-- Opening Marker --
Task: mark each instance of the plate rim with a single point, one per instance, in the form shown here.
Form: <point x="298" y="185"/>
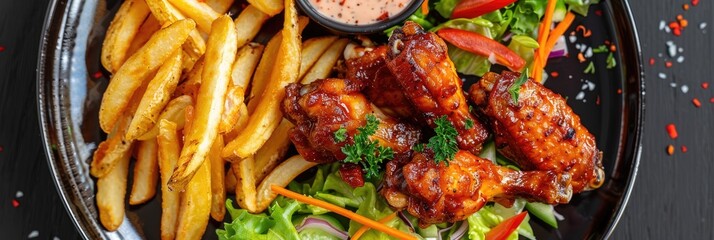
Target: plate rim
<point x="47" y="69"/>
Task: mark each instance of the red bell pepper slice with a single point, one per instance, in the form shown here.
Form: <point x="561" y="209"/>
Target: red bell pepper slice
<point x="475" y="8"/>
<point x="505" y="228"/>
<point x="483" y="46"/>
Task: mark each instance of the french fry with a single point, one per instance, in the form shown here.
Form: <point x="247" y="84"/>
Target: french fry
<point x="146" y="172"/>
<point x="168" y="14"/>
<point x="157" y="95"/>
<point x="173" y="112"/>
<point x="195" y="204"/>
<point x="248" y="24"/>
<point x="239" y="126"/>
<point x="270" y="7"/>
<point x="139" y="67"/>
<point x="274" y="150"/>
<point x="219" y="58"/>
<point x="245" y="184"/>
<point x="111" y="190"/>
<point x="112" y="150"/>
<point x="198" y="11"/>
<point x="121" y="32"/>
<point x="150" y="26"/>
<point x="267" y="66"/>
<point x="312" y="49"/>
<point x="281" y="176"/>
<point x="218" y="189"/>
<point x="220" y="6"/>
<point x="323" y="66"/>
<point x="244" y="66"/>
<point x="231" y="109"/>
<point x="231" y="181"/>
<point x="262" y="123"/>
<point x="168" y="144"/>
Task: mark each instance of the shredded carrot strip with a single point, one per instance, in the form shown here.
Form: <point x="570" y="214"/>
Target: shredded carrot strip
<point x="344" y="212"/>
<point x="366" y="228"/>
<point x="425" y="7"/>
<point x="541" y="58"/>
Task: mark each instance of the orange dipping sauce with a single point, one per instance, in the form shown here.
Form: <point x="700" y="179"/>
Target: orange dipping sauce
<point x="359" y="12"/>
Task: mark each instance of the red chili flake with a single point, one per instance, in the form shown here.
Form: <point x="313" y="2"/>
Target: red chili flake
<point x="696" y="102"/>
<point x="684" y="23"/>
<point x="670" y="149"/>
<point x="97" y="74"/>
<point x="672" y="131"/>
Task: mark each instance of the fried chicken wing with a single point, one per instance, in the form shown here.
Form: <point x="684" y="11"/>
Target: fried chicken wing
<point x="437" y="193"/>
<point x="540" y="132"/>
<point x="421" y="65"/>
<point x="324" y="106"/>
<point x="369" y="66"/>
-- Closing Marker --
- What is being asked
Each line above must be set down exactly, though no picture should be carried over.

- Task solution
Task: mark each instance of the plate rim with a single point, one per instance, in the form shown here.
Form: <point x="298" y="185"/>
Target: plate rim
<point x="47" y="69"/>
Task: mark each instance of the red bell pepper slice with a single point, one per instance, in the form shown here.
Form: <point x="561" y="209"/>
Target: red bell pepper slice
<point x="475" y="8"/>
<point x="505" y="228"/>
<point x="483" y="46"/>
Task: mark each instance of the french fry with a single point, one per instance, in the form shown here.
Form: <point x="247" y="84"/>
Target: french fry
<point x="146" y="172"/>
<point x="168" y="14"/>
<point x="157" y="95"/>
<point x="173" y="112"/>
<point x="195" y="204"/>
<point x="248" y="24"/>
<point x="239" y="126"/>
<point x="270" y="7"/>
<point x="139" y="67"/>
<point x="274" y="150"/>
<point x="219" y="58"/>
<point x="245" y="184"/>
<point x="111" y="190"/>
<point x="112" y="150"/>
<point x="198" y="11"/>
<point x="121" y="32"/>
<point x="150" y="26"/>
<point x="267" y="66"/>
<point x="312" y="49"/>
<point x="281" y="176"/>
<point x="218" y="189"/>
<point x="220" y="6"/>
<point x="323" y="66"/>
<point x="244" y="66"/>
<point x="231" y="109"/>
<point x="231" y="181"/>
<point x="262" y="123"/>
<point x="168" y="144"/>
Task: mark each instance of the shredded carrot strip with a single point, one per instance, in the form shown here.
Form: <point x="570" y="214"/>
Target: shredded carrot strip
<point x="344" y="212"/>
<point x="366" y="228"/>
<point x="425" y="7"/>
<point x="541" y="58"/>
Task: mark each instance of the orange dipping sauce with a single point, one per instance, in the form shown here.
Form: <point x="700" y="179"/>
Target: orange dipping sauce
<point x="359" y="12"/>
Task: mark each instance of the red chili flake with a single point, one per instance, in the form shown here.
Form: <point x="313" y="2"/>
Target: red chili flake
<point x="696" y="102"/>
<point x="684" y="23"/>
<point x="670" y="149"/>
<point x="97" y="74"/>
<point x="672" y="131"/>
Task: mark each instance of the fried chicken wing with a single point, one per instance, in the form shown here.
Form: <point x="684" y="11"/>
Target: fried chicken wing
<point x="437" y="193"/>
<point x="540" y="132"/>
<point x="421" y="65"/>
<point x="324" y="106"/>
<point x="369" y="66"/>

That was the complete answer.